■ EXERCISE 1 ■
In the passage about the animated film Pelikan Blue, what did the forgers use to bleach the carbon ink on the train tickets?
■ EXERCISE 2 ■
Write the next part of the passage about the animated film Pelikan Blue, beginning after its final sentence.

■ READING TEXT ■
----------------

In the animation section, Lászlo Csáki’s Pelikan Blue secured the Golden Dove for its novel revisitation of the early 1990s, when residents of eastern European countries gained newfound access to the West, yet lacked the financial means to travel. Via audio voiceover, three Hungarian men laconically recount their entrepreneurial venture, in which they appropriated the means of production by forging their own official train tickets, at that time still handwritten on carbon copy, using sanitizer to bleach the carbon ink to a veritable ‘pelican blue,’ iron it flat, adding an official stamp, and studying railway timetables, prices and routes to complete the forms. The animated reenactment draws on evidentiary techniques such as close-ups of the material process entailed in operations whose success emboldened the forgers to share the wealth, producing over 1,000 tickets for others---at least until the authorities got wind.

----------------

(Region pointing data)
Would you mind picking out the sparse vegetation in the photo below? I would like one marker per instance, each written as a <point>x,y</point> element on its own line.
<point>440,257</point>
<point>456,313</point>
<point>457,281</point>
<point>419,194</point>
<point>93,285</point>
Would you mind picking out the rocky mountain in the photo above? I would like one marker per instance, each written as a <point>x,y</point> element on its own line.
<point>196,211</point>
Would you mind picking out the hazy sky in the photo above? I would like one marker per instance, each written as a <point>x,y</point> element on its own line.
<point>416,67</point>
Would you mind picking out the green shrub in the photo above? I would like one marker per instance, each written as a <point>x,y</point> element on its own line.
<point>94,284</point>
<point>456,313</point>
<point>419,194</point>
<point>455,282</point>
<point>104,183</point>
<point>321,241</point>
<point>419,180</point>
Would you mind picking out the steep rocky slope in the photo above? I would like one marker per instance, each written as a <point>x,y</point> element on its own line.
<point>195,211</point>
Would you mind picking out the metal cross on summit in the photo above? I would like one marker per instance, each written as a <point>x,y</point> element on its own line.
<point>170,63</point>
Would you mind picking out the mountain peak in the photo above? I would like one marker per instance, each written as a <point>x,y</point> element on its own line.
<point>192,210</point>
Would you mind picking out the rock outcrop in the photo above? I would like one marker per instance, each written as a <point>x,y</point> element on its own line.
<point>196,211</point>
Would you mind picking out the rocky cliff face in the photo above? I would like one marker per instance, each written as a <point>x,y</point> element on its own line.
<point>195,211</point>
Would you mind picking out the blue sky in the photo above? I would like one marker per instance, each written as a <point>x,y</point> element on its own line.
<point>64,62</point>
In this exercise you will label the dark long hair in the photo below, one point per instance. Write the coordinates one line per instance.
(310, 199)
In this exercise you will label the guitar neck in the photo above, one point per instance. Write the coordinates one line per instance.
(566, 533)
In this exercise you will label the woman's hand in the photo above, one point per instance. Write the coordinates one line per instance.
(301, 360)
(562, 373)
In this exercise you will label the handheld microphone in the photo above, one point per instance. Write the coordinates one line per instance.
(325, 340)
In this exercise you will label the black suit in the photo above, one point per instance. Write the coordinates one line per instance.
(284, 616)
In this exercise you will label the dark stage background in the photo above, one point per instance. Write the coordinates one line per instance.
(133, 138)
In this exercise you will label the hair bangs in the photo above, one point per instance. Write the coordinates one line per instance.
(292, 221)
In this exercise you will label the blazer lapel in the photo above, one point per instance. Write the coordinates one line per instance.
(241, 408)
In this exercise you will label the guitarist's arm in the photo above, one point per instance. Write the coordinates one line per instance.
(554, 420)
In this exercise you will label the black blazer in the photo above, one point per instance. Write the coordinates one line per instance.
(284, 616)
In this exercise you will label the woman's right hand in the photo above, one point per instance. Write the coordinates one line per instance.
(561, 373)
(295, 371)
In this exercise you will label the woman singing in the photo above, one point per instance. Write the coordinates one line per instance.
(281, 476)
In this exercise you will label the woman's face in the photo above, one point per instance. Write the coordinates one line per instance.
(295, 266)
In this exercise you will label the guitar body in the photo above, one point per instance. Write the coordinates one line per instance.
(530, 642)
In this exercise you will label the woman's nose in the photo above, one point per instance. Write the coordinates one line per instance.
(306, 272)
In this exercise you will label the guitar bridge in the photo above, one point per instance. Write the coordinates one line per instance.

----------------

■ OUTPUT 1 ■
Sanitizer.

■ OUTPUT 2 ■
Complementing festival screenings were several Dok Talks on changing definitions of the political in documentary, the use of archival material in animation, and the discussion, “The University Job – Ordeal or Jackpot?” Industry professionals benefited from workshops exploring the eroding distinction between documentary and fiction, previewed films from 21 countries for distribution in the Generation Africa 2.0 project amplifying regional voices and actions in the climate crisis, and many other topics now available on most podcast platforms. Those needing a break from hours of sitting could wander through Fluxusopolis, a series of installations distributed across city venues, including the Museum of Applied Arts, the Cinematheque, and even Leipzig’s Hauptbahnhof, considered among Europe’s most elegant historic train stations, where travelers with an idle hour to fill between transfers could wander in and reflect on the installation’s titular premise of “the city of change.” Fluxusopolis posits technology can empower us to imagine alternatives to present existence that could pose a new path forward. Innovation in Extended Reality (XR) was richly in evidence and made available to the public through exhibits that included 360-degree films, games, interactive docs, and augmented reality experiences that redefine our relationship to motion and scale.